Automation & Control

The automation and control research theme aims to develop and implement solutions to enable manufacturing systems to cope and manage disruptions. The state of the art automation lab provides a flexible and reconfigurable environment to implement and test various smart disruption management solutions. The automation lab is equipped with various manufacturing technologies with different direct part marking technologies enabling the development of advanced solutions for next generation manufacturing systems.


We also work on developing tracking systems for manufacturing operations by employing various technologies such as RFID and ink-jet printing. The control and tracking architecture then utilises these technologies to track and control operations. The research group was one of the first to propose the concept of intelligent products, where we combine the uniquely identified individual product with information such as process parameter, quality, state and location. This then allows the development of distributed control system to make smart intelligent decisions dynamically. Additionally, capture of various information allows us to develop data driven solutions based on analytics.

TASK LIST –
1. In the automation and control research description, what does combining a uniquely identified product with information such as process parameter, quality, state, and location make possible? Answer in one to three sentences.
2. What does the automation and control research description say, summarized in exactly two sentences?
3. Write the next part of the automation and control research description, picking up after its final sentence.

MATERIAL –
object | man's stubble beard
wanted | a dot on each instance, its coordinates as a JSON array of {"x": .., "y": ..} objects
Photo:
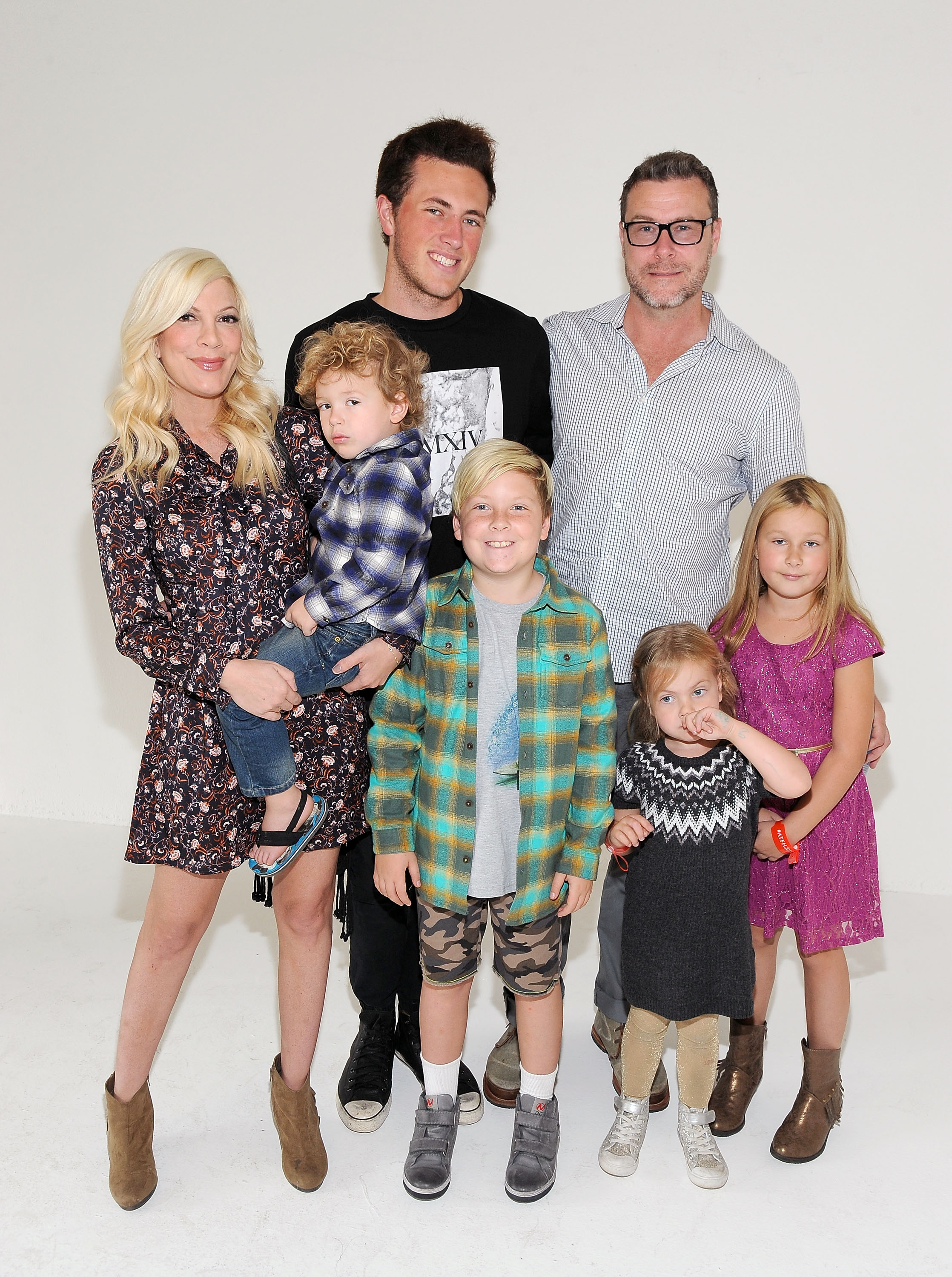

EXPECTED ANSWERS –
1. It allows the development of a distributed control system that can make smart, intelligent decisions dynamically. This combination is the basis of the group's concept of intelligent products.

2. The automation and control research theme develops solutions that help manufacturing systems cope with and manage disruptions, using a flexible, reconfigurable automation lab equipped with various manufacturing and direct part marking technologies. The group also builds tracking systems using technologies such as RFID and ink-jet printing, and it was one of the first to propose intelligent products, which support distributed control and data-driven analytics.

3.
The advancements in new manufacturing technologies require further investigation for integration with conventional manufacturing systems. For instance, we are exploring novel ways to integrate 3D printing with conventional manufacturing systems and are developing control architecture for such distributed manufacturing systems. Furthermore, the need for personalised, fully customised products creates unique challenges in developing control solutions. We are investigating the control requirements for mass customisation and the technological solutions associated with it.


Current research areas include:  

  • Development of automation and control solutions that enable resilient industrial operations
  • Development of distributed control systems based on multi-agents concepts
  • Evaluation of various tracking and traceability technologies to enable smart manufacturing operations
  • Integration of new additive manufacturing technology with conventional manufacturing systems
  • Development of distributed manufacturing systems architectures
  • Control and co-ordination of geographically distributed manufacturing entities
  • Development of control mechanisms to enable mass customisation
  • Development of reconfigurable and flexible manufacturing systems


Current and past projects under this theme include:

DISruption Tolerant Automated Lean factories (DisTAL)

Materials and Process Tracking and Analysis for Production Efficiency (MaPTAPE)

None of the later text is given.